**ENUNCIADO PROPOSTO**. Liste, copiando-as por inteiro, todas as linhas dos itens abaixo que contêm a palavra "player". Maiúsculas e minúsculas fazem diferença.

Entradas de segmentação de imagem
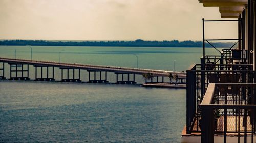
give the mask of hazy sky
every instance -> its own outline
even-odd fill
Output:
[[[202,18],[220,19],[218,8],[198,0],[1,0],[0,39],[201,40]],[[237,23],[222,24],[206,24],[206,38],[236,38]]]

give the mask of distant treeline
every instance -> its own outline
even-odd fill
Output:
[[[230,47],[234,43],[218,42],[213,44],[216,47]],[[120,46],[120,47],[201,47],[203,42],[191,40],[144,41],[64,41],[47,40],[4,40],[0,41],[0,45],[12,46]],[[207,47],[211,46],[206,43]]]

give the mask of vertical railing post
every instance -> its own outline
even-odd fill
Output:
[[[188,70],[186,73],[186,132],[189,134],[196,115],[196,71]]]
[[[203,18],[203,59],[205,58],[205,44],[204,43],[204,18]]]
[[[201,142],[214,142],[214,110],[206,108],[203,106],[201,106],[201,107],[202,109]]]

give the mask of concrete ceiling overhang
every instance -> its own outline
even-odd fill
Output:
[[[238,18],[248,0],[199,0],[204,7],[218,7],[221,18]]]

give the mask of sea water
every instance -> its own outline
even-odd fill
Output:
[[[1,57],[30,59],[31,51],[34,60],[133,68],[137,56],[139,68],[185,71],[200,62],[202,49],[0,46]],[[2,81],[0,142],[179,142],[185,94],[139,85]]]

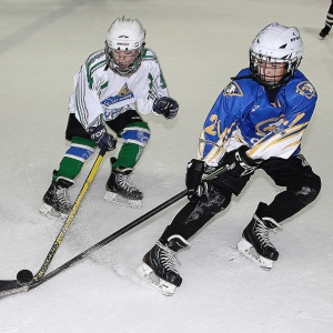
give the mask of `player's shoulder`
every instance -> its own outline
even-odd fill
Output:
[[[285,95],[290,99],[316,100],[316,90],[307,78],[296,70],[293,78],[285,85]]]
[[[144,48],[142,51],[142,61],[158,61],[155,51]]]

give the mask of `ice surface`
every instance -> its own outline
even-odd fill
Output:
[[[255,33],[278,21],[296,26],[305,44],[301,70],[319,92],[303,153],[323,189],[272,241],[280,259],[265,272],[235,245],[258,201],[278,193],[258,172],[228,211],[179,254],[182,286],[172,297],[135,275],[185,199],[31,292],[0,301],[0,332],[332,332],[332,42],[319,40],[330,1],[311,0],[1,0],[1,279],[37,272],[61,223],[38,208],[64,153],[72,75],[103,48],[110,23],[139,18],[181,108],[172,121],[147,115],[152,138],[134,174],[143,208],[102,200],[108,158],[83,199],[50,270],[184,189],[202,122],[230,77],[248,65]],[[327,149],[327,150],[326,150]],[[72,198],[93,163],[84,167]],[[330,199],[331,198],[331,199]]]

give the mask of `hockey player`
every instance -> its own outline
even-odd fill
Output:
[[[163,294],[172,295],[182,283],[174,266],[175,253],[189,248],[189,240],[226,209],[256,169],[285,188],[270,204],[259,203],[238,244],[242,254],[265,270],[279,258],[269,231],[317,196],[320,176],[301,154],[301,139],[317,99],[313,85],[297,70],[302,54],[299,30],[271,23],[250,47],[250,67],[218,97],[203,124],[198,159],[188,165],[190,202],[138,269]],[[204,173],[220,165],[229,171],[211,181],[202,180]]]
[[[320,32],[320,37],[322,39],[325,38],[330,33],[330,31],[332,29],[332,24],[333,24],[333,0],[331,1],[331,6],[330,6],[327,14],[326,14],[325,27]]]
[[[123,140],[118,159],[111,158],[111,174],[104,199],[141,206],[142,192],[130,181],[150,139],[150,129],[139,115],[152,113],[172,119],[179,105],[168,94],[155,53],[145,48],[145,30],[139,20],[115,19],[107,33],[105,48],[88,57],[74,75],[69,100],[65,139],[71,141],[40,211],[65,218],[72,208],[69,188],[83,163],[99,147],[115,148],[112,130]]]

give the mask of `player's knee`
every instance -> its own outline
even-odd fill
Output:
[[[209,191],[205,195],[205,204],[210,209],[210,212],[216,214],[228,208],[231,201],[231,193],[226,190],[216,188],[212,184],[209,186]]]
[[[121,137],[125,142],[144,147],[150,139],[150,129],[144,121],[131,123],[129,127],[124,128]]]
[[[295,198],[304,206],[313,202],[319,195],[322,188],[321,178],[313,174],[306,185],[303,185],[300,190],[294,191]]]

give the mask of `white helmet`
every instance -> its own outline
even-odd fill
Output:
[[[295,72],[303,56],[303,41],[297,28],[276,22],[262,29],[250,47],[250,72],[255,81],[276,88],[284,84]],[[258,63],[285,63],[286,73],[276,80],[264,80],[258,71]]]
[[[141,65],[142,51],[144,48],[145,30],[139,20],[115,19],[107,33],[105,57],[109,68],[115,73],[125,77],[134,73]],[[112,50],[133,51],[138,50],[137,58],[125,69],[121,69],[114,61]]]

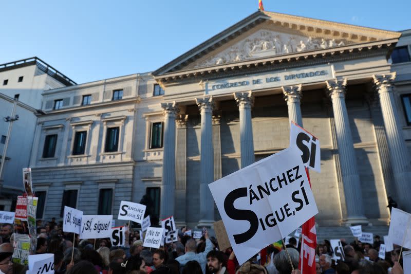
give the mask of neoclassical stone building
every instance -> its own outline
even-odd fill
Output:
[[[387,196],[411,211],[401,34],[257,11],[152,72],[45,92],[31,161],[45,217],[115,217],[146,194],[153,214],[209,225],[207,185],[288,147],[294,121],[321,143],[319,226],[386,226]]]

---

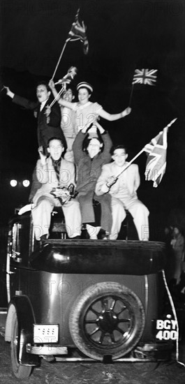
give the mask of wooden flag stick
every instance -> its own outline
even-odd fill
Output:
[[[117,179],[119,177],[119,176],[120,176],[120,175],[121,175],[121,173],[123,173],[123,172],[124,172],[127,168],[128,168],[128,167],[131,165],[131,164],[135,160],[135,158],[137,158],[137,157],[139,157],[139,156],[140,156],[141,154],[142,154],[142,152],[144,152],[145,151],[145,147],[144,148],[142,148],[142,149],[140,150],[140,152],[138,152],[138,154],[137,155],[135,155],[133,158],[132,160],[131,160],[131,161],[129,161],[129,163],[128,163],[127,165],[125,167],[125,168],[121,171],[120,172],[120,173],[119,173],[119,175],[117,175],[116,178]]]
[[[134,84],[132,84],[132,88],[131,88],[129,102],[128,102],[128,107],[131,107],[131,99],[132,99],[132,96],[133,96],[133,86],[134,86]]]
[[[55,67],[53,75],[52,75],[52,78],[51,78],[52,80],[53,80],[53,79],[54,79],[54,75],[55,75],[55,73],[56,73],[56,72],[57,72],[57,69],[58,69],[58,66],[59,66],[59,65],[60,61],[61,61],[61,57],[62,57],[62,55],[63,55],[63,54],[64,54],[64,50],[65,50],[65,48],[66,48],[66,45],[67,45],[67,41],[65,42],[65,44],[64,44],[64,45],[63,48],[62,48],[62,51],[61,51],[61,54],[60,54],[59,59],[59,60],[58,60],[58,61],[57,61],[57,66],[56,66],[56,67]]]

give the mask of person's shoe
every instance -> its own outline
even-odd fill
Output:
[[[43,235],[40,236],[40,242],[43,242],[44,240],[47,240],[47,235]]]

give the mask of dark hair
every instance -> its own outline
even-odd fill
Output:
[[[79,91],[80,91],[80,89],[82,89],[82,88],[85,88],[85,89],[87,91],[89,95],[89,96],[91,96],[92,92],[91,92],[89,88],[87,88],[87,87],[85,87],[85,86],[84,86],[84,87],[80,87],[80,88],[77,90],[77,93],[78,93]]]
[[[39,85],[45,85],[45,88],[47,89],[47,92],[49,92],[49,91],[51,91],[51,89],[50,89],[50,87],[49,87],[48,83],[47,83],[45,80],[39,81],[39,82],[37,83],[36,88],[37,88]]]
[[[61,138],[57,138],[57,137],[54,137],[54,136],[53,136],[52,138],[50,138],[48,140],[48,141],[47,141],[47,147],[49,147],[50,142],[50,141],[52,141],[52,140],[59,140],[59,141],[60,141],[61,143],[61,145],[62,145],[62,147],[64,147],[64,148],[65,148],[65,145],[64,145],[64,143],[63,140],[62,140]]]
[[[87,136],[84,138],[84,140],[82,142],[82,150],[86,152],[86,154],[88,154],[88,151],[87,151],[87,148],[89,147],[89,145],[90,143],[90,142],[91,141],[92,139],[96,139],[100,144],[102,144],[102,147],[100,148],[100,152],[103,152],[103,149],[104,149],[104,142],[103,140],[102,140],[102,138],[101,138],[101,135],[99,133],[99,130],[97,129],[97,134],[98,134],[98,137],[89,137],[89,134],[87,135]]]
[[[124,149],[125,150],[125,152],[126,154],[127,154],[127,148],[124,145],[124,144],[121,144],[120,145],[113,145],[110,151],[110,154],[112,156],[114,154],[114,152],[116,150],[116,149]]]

**SOLUÇÃO ESCRITA**.
give the mask of `player's shoulder`
give the mask of `hockey player`
give the mask of `player's knee`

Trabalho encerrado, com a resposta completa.